> **Dataset excerpts**:
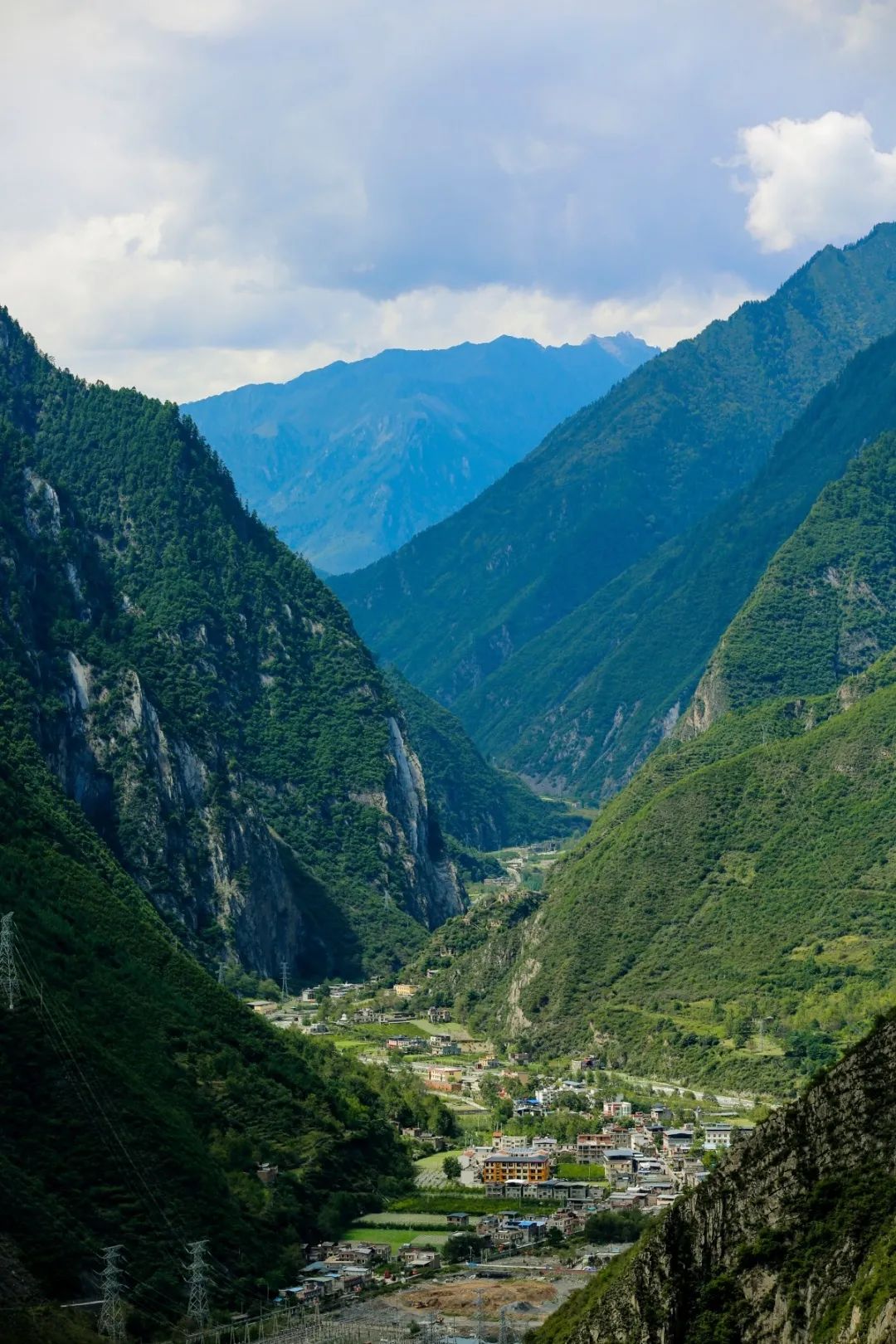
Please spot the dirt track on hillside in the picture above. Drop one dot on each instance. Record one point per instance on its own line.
(461, 1298)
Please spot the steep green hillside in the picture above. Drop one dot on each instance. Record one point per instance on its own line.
(621, 477)
(825, 606)
(199, 691)
(793, 1238)
(475, 802)
(746, 873)
(730, 884)
(349, 461)
(139, 1097)
(614, 675)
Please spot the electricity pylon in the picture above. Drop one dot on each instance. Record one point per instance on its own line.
(197, 1304)
(8, 973)
(112, 1316)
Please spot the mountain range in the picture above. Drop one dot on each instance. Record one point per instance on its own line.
(353, 460)
(203, 696)
(790, 1239)
(744, 873)
(535, 611)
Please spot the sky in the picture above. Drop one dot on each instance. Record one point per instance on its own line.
(199, 194)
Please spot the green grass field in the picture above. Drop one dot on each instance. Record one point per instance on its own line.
(419, 1220)
(579, 1171)
(434, 1163)
(395, 1237)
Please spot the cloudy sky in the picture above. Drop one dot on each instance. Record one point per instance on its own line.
(204, 192)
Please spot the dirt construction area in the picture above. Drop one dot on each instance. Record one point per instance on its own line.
(464, 1298)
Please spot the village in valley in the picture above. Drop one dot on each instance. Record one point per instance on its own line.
(535, 1175)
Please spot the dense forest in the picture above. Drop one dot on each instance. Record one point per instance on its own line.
(744, 873)
(476, 802)
(353, 460)
(793, 1238)
(544, 552)
(199, 691)
(139, 1097)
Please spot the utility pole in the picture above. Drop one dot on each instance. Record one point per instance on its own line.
(8, 973)
(761, 1025)
(197, 1304)
(112, 1317)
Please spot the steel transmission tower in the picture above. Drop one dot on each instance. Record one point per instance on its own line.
(112, 1316)
(197, 1304)
(8, 973)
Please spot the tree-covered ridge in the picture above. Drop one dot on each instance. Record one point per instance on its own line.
(621, 477)
(743, 875)
(616, 674)
(476, 802)
(826, 605)
(139, 1097)
(199, 689)
(793, 1238)
(351, 460)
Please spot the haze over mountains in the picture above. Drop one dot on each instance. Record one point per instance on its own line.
(514, 609)
(349, 461)
(202, 763)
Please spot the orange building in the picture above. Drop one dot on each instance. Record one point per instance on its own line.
(525, 1166)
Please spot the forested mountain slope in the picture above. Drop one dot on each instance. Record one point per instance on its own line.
(475, 802)
(825, 606)
(139, 1097)
(746, 871)
(199, 691)
(349, 461)
(794, 1238)
(611, 485)
(758, 884)
(618, 671)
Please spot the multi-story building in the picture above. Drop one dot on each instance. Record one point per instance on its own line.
(522, 1166)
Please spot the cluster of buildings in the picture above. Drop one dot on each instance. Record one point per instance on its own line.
(642, 1161)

> **Exercise prompt**: Each entry above must be restated word for word; the pictures stay out of the copy.

> **Solution to this exercise**:
Please spot the dirt track on hillside in the picture above. Drop one dot on each instance. Record one point per instance on its own line.
(461, 1298)
Please spot the steep green hillside in the picture above. Drop one dot on each instance. Record one point per instance on its own line.
(621, 477)
(825, 606)
(199, 691)
(793, 1238)
(475, 802)
(746, 873)
(730, 884)
(349, 461)
(139, 1097)
(614, 675)
Please spot the electricity pylon in the picture above. Drop one dot on each instance. Record one point per instance on its own line.
(197, 1304)
(8, 973)
(112, 1316)
Please spot the mountain range in the picture above. Drop one dot on each instance. Record one point per instance on its own line.
(353, 460)
(203, 696)
(790, 1239)
(744, 873)
(535, 611)
Please spot the sky in the picture above. Drop one dot on each instance. Record one point per instance on its own line.
(199, 194)
Please spot the green grass field in the picture above. Drop one dot on each instance. Record one point per instance on its own line.
(419, 1220)
(579, 1171)
(434, 1163)
(395, 1237)
Please spot the cloudy sky in the picture above. Drop one dot on each instance. Record one point per instance on its own line.
(204, 192)
Please spot the dirt construction area in the picture above. Drop one dot on each instance. Record one point per instance on its own line.
(464, 1298)
Please spot the village in valley in the picture above. Drop one dot on each instance. Record one point per instance on its own line.
(535, 1175)
Please spot the dense forest in the picture above. Drop one dot on each instance. Record one point per instance on its own line.
(744, 873)
(476, 802)
(353, 460)
(793, 1238)
(544, 552)
(199, 691)
(139, 1097)
Please spot the utility pole in the picture above. Drop one dot on each instance. Record one point per instance on its own line.
(8, 973)
(761, 1025)
(197, 1304)
(112, 1317)
Please spot the steel transmission tower in the picture above. Drop one dot on each instance. Record one point per instance on its own line.
(112, 1316)
(197, 1304)
(8, 973)
Please spot the tree-covered ridge in the picture above. Drop one dot on each instance. Record one point per instance on its own line.
(621, 477)
(743, 875)
(616, 674)
(476, 802)
(826, 605)
(139, 1097)
(199, 689)
(793, 1238)
(351, 460)
Please spot the haze over mountains in the picture above. Drop one dot on each instance. Record one point per instance on its own line.
(514, 609)
(349, 461)
(202, 763)
Please spot the orange building in the picture above. Drop one dot on each instance. Record one point per instance on its own line.
(525, 1166)
Please spot the forested mountain slope in the picture above. Drop one dot on each instance. Record one point per instance on its own line.
(475, 802)
(825, 606)
(139, 1097)
(746, 871)
(199, 691)
(349, 461)
(794, 1238)
(611, 485)
(758, 884)
(618, 671)
Please spot the multi-story building in the picture above. Drop one dot on each instance. Record one point per instance on its own line.
(522, 1166)
Please spot the cluster of buildings in the picture above. Drop one dot on each instance. Record one point per instance on its own line.
(642, 1161)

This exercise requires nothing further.